- [DO THIS] Rewrite every one of the rows below, switching "even-odd" to "nonzero" and leaving everything else as it is.

- [RECORDS PROVIDED]
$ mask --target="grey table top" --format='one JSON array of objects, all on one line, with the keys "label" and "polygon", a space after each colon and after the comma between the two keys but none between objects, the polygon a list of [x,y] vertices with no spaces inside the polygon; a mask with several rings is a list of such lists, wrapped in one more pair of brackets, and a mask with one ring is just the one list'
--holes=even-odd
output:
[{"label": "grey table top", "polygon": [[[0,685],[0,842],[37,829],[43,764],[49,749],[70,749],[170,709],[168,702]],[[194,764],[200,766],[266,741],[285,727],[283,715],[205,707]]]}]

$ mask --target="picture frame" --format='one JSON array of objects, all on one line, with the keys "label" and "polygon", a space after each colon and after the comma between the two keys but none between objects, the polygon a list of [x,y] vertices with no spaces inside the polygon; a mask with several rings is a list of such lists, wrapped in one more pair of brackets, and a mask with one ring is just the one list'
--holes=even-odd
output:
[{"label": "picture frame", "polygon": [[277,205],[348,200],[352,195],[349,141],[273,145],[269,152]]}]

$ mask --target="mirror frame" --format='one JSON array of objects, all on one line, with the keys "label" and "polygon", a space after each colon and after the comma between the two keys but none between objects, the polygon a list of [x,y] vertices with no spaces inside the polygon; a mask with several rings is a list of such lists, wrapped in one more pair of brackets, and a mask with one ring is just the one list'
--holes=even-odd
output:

- [WRITTEN ANSWER]
$ mask --target="grey table top" --format='one JSON array of objects, all on one line, with the keys "label" and "polygon", a space after each colon and after the comma between the two keys but none between objects, the polygon a list of [x,y] vertices with no spaces inside the polygon; a mask with several rings is a list of such lists, wrapped in one more pair of brackets, and a mask with one ring is just the one list'
--holes=nonzero
output:
[{"label": "grey table top", "polygon": [[[0,685],[0,842],[37,829],[43,764],[49,749],[70,749],[170,709],[168,702]],[[194,764],[200,766],[266,741],[285,727],[283,715],[205,707]]]}]

$ mask --target="picture frame" --format='one JSON array of objects, all on one line, with the keys "label" and "polygon", a space after each colon and after the comma between the two keys but none between objects, the polygon a list of [x,y] vertices with no spaces inside the polygon; a mask with several rings is a list of such lists, wrapped in one more pair of brackets, and a mask with one ring is just the one list'
--holes=nonzero
output:
[{"label": "picture frame", "polygon": [[277,205],[348,200],[352,195],[349,141],[273,145],[269,152]]}]

$ mask --target="mirror frame" --format='one JSON array of objects, all on one line, with the keys "label" and "polygon", a space after each colon and after the comma between the two keys but none between objects, the polygon a list of [x,y] vertices with no spaces inside the polygon; a mask with several rings is a list of such lists, wrapped in one more pair of brackets, and a mask with one ring is just the one list'
--holes=nonzero
output:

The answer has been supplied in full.